EXERCISE REQUIREMENTS
Total the lines of the entries below that hold the string "blue", then write only that total.

────

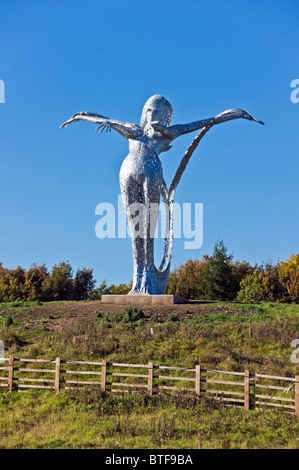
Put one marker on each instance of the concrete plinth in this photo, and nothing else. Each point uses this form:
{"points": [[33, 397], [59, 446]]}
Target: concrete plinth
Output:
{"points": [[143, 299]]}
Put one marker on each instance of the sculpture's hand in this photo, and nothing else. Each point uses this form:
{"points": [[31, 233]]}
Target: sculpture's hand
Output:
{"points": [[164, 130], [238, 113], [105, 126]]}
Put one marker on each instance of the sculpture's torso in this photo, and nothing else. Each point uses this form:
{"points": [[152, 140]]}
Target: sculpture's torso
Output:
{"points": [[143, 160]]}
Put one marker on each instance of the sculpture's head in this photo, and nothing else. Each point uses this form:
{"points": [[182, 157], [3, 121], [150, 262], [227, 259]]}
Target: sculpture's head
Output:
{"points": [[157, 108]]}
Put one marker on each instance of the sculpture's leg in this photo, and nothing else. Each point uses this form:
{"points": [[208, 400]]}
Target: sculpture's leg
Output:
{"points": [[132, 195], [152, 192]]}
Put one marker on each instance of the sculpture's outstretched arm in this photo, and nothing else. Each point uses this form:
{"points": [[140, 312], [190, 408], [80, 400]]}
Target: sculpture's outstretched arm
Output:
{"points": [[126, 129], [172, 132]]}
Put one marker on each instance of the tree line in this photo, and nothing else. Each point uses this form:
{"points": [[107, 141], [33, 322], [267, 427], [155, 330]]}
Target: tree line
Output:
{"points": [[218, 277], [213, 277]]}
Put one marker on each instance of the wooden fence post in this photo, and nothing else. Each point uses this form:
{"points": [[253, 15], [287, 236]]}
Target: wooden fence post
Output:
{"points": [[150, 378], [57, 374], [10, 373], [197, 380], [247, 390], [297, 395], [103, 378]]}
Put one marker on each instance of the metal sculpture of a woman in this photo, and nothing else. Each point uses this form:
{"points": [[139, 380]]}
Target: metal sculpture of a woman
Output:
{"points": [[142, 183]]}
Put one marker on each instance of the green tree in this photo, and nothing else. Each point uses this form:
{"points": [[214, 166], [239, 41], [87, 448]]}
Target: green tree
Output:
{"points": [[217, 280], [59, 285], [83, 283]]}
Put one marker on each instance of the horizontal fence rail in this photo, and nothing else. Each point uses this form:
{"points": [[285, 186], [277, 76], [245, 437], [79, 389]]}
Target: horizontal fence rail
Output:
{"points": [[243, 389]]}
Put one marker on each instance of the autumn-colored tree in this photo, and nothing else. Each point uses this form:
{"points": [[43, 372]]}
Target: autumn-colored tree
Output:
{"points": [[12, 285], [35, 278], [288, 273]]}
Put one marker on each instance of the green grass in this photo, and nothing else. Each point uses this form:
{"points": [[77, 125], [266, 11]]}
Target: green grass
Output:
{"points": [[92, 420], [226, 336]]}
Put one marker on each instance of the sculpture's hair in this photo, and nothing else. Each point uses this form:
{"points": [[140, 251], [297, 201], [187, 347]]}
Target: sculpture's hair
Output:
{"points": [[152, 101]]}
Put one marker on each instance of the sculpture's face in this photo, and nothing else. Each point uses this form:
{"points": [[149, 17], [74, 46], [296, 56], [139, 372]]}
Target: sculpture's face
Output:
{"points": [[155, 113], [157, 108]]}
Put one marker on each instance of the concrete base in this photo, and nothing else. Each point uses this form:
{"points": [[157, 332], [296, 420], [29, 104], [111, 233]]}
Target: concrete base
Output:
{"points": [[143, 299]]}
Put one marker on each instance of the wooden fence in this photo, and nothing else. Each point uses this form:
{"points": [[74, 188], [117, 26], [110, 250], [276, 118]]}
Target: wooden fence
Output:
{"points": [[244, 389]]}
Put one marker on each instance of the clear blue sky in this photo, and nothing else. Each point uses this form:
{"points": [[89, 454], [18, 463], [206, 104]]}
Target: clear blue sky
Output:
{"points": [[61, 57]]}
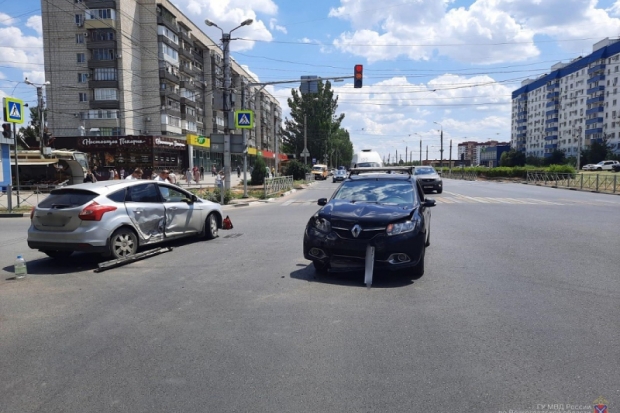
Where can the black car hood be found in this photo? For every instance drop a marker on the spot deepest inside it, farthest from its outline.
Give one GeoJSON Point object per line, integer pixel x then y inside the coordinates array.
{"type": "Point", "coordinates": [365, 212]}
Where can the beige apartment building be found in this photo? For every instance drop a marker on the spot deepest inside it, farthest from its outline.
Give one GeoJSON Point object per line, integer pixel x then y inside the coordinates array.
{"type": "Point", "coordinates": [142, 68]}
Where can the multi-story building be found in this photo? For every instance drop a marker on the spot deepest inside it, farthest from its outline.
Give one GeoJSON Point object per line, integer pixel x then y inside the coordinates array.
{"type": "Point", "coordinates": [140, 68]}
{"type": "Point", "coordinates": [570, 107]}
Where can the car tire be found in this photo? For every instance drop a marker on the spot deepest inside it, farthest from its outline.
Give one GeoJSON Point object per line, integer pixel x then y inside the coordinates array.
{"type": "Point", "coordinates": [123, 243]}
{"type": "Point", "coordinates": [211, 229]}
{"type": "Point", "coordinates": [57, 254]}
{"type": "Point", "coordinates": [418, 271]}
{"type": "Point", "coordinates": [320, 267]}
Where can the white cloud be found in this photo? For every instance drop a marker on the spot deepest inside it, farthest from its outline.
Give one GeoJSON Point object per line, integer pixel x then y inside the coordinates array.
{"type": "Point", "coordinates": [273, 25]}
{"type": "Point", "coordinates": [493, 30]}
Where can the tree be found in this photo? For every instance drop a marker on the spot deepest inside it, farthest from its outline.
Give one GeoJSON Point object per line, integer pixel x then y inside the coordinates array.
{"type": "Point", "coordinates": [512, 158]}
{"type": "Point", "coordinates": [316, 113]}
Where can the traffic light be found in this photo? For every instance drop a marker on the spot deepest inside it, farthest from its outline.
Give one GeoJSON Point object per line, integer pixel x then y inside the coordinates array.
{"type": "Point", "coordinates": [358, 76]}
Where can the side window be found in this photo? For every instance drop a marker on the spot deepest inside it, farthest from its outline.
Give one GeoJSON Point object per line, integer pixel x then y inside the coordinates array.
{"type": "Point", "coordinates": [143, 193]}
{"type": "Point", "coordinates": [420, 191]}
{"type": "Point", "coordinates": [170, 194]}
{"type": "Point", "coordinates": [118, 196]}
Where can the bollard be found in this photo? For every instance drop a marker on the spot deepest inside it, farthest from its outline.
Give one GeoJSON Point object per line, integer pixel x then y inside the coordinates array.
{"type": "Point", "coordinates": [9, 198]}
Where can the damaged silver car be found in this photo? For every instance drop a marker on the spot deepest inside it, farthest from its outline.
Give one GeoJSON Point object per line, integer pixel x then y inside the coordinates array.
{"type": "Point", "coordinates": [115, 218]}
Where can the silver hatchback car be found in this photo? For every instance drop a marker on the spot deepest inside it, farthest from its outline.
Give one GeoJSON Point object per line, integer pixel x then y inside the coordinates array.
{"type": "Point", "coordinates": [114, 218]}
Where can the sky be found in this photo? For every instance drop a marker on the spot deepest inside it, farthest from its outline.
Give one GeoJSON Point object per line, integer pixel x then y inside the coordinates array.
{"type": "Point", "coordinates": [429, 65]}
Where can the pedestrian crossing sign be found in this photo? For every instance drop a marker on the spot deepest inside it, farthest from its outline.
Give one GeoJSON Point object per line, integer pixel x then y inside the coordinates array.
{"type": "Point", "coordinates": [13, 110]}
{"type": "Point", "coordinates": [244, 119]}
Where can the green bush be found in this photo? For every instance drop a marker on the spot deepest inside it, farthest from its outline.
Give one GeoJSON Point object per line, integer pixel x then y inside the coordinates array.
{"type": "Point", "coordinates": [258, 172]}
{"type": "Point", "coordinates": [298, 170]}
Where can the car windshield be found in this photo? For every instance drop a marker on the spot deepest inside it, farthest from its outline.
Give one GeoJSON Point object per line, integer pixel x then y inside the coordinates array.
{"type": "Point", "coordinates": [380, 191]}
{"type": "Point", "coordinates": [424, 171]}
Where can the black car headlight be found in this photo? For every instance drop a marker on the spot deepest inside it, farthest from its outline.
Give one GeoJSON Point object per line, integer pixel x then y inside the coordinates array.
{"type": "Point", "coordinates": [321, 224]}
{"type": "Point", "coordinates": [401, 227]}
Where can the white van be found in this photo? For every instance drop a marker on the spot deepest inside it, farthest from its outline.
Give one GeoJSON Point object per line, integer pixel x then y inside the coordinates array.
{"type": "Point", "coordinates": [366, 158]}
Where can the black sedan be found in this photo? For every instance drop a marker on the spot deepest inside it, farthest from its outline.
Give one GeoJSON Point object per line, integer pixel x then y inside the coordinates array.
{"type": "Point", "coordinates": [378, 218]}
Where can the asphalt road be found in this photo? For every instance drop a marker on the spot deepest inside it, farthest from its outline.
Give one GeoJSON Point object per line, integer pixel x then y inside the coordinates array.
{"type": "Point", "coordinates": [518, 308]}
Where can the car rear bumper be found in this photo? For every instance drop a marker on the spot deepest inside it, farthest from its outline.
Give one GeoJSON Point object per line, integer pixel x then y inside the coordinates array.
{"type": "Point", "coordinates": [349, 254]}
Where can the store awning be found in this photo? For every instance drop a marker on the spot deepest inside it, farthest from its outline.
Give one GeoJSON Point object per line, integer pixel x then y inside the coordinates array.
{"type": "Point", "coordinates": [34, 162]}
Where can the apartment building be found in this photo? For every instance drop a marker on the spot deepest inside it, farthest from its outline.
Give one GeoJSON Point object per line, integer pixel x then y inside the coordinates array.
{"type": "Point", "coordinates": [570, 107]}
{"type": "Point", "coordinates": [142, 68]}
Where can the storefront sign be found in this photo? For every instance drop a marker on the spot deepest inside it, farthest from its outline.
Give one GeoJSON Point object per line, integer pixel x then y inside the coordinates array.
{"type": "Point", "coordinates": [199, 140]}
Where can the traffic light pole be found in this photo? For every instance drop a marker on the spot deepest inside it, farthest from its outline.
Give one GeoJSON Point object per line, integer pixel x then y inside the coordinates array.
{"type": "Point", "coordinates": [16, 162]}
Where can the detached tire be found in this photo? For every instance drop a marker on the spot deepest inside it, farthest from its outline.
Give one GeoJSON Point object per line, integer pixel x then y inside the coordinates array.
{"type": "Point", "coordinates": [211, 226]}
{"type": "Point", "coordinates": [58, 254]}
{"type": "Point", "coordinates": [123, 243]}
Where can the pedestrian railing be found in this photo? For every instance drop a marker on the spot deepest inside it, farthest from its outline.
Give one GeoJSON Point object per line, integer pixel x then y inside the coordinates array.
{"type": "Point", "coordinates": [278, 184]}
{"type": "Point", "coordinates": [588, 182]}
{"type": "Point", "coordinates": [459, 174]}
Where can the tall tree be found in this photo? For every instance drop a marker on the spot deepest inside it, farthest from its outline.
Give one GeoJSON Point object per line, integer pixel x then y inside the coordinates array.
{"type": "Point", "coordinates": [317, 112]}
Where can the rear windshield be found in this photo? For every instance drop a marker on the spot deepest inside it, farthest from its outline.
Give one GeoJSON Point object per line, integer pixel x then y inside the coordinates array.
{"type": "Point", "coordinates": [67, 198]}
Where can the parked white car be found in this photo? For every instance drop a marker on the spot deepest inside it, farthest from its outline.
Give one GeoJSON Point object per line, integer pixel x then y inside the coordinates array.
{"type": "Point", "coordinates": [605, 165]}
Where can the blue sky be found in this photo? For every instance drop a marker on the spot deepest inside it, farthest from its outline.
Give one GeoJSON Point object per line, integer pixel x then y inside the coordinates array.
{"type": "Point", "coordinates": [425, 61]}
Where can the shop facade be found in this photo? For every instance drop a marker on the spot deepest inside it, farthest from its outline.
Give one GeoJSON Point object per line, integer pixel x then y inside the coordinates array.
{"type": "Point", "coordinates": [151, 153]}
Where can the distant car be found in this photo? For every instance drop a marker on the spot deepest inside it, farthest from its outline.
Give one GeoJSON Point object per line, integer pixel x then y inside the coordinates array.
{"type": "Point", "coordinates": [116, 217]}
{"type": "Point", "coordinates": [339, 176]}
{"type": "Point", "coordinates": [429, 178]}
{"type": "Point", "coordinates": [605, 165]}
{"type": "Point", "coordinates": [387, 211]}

────

ANSWER TO THE EXERCISE
3